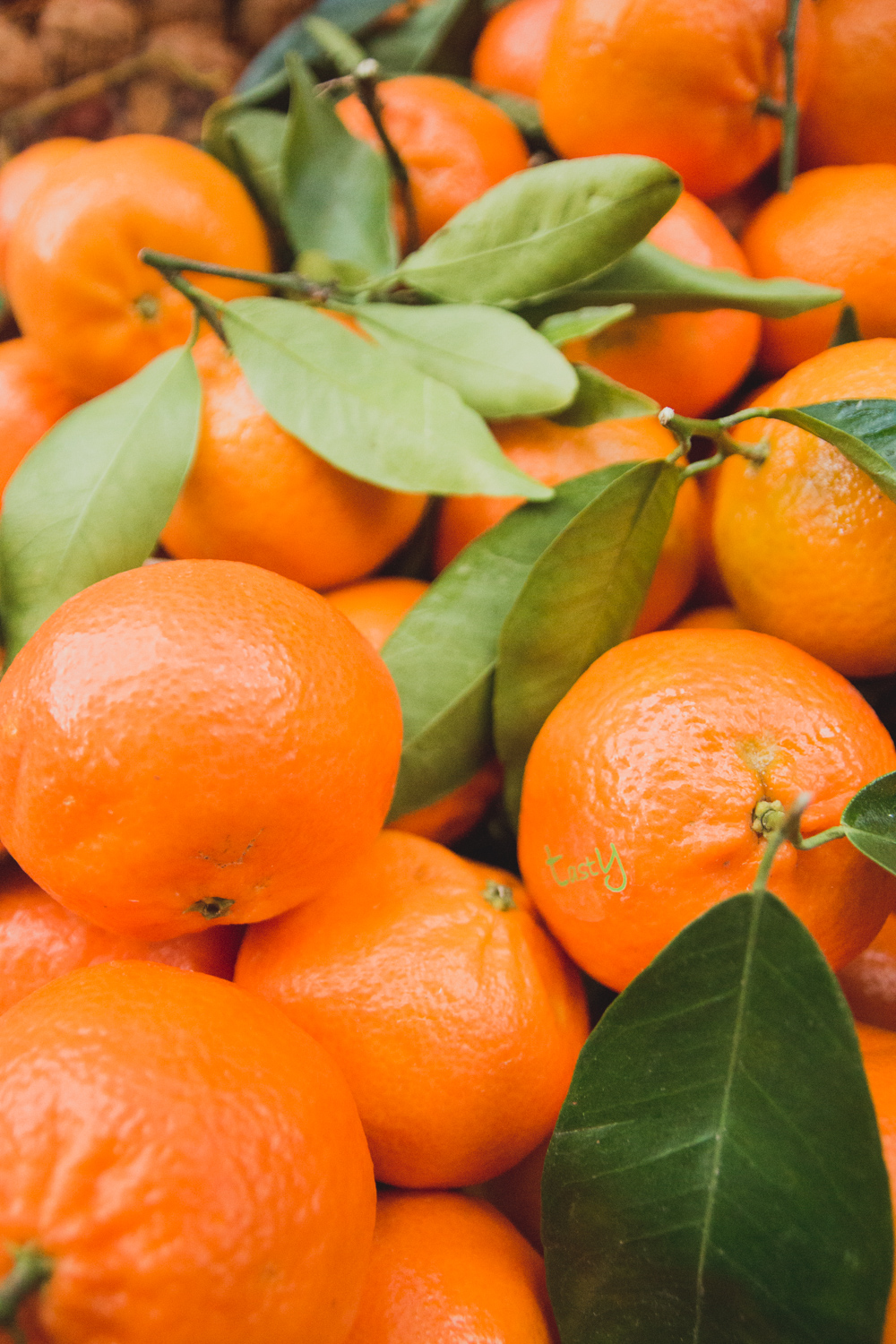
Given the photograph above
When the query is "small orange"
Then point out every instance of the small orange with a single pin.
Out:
(454, 1018)
(641, 796)
(677, 80)
(260, 495)
(191, 1163)
(228, 746)
(688, 360)
(806, 542)
(834, 228)
(555, 453)
(454, 144)
(447, 1269)
(74, 279)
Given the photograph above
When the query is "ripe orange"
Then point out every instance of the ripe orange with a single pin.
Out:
(806, 543)
(454, 144)
(260, 495)
(653, 765)
(454, 1018)
(555, 453)
(21, 177)
(450, 1271)
(228, 746)
(834, 228)
(688, 360)
(513, 46)
(74, 279)
(850, 116)
(191, 1163)
(677, 80)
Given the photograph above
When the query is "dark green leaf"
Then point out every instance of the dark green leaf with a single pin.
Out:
(716, 1174)
(492, 358)
(96, 492)
(541, 230)
(871, 822)
(362, 408)
(443, 655)
(583, 596)
(336, 190)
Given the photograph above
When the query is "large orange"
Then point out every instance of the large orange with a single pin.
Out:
(191, 1163)
(678, 80)
(454, 144)
(228, 745)
(806, 543)
(555, 453)
(260, 495)
(834, 228)
(74, 279)
(450, 1271)
(688, 360)
(641, 792)
(454, 1018)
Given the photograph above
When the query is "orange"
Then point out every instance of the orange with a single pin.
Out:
(641, 796)
(40, 941)
(228, 745)
(834, 228)
(513, 46)
(260, 495)
(555, 453)
(677, 80)
(806, 543)
(191, 1163)
(450, 1271)
(850, 117)
(21, 177)
(688, 360)
(454, 1018)
(452, 142)
(31, 401)
(74, 279)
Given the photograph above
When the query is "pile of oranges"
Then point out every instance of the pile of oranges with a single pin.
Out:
(277, 1064)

= = =

Write out every line of the rows above as a Markdown table with two columns, Number and Line, skipping any blank lines. Leave the pictures out of the table.

— Task solution —
| Number | Line |
|---|---|
| 1 | Given the photograph above |
| 2 | When the query is "small orange" |
| 3 | Then point out every instance of the small orange with a single pin. |
| 4 | Out: |
| 5 | (454, 1018) |
| 6 | (641, 796) |
| 7 | (677, 80) |
| 8 | (260, 495) |
| 9 | (191, 1163) |
| 10 | (228, 746) |
| 11 | (688, 360) |
| 12 | (806, 542) |
| 13 | (834, 228) |
| 14 | (555, 453) |
| 15 | (454, 144) |
| 16 | (447, 1269) |
| 17 | (74, 279) |
| 18 | Given the photograph above |
| 19 | When the query is "ripe orange" |
| 20 | Then point out every instance of the ripe orange with a single pin. |
| 21 | Out: |
| 22 | (806, 543) |
| 23 | (454, 144) |
| 24 | (260, 495) |
| 25 | (653, 765) |
| 26 | (454, 1018) |
| 27 | (555, 453) |
| 28 | (21, 177) |
| 29 | (450, 1271) |
| 30 | (228, 746) |
| 31 | (834, 228) |
| 32 | (688, 360) |
| 33 | (513, 46) |
| 34 | (74, 279) |
| 35 | (850, 116) |
| 36 | (191, 1163) |
| 37 | (677, 80) |
| 38 | Given the photograph above |
| 39 | When the query is "dark green leaf" |
| 40 | Then point out every instance of the dark green leaf with a single pin. |
| 41 | Out: |
| 42 | (716, 1174) |
| 43 | (492, 358) |
| 44 | (96, 492) |
| 45 | (541, 230) |
| 46 | (871, 822) |
| 47 | (362, 408) |
| 48 | (443, 655) |
| 49 | (583, 596) |
| 50 | (336, 190) |
| 51 | Given the photograph above |
| 52 | When the query is "large orange" |
| 53 | Then point out every instance of the large orange with a single pin. |
| 54 | Out: |
| 55 | (191, 1163) |
| 56 | (678, 80) |
| 57 | (454, 144) |
| 58 | (228, 745) |
| 59 | (806, 543) |
| 60 | (555, 453) |
| 61 | (260, 495) |
| 62 | (834, 228) |
| 63 | (74, 279) |
| 64 | (450, 1271) |
| 65 | (688, 360) |
| 66 | (641, 792) |
| 67 | (454, 1018) |
| 68 | Given the photograph above |
| 69 | When the query is "orange" |
| 70 | Then point out every instance of the orange with a single pin. |
| 71 | Out: |
| 72 | (641, 796) |
| 73 | (40, 941) |
| 74 | (228, 745) |
| 75 | (834, 228) |
| 76 | (513, 46) |
| 77 | (260, 495) |
| 78 | (555, 453) |
| 79 | (677, 80) |
| 80 | (806, 543) |
| 81 | (191, 1163) |
| 82 | (450, 1271) |
| 83 | (850, 117) |
| 84 | (21, 177) |
| 85 | (688, 360) |
| 86 | (454, 1018) |
| 87 | (452, 142) |
| 88 | (31, 401) |
| 89 | (74, 279) |
| 90 | Given the photograph above |
| 91 | When the query is "pile of oranges" |
| 92 | Then point out every instance of the pile of oranges with a single pin. |
| 93 | Out: |
| 94 | (277, 1064) |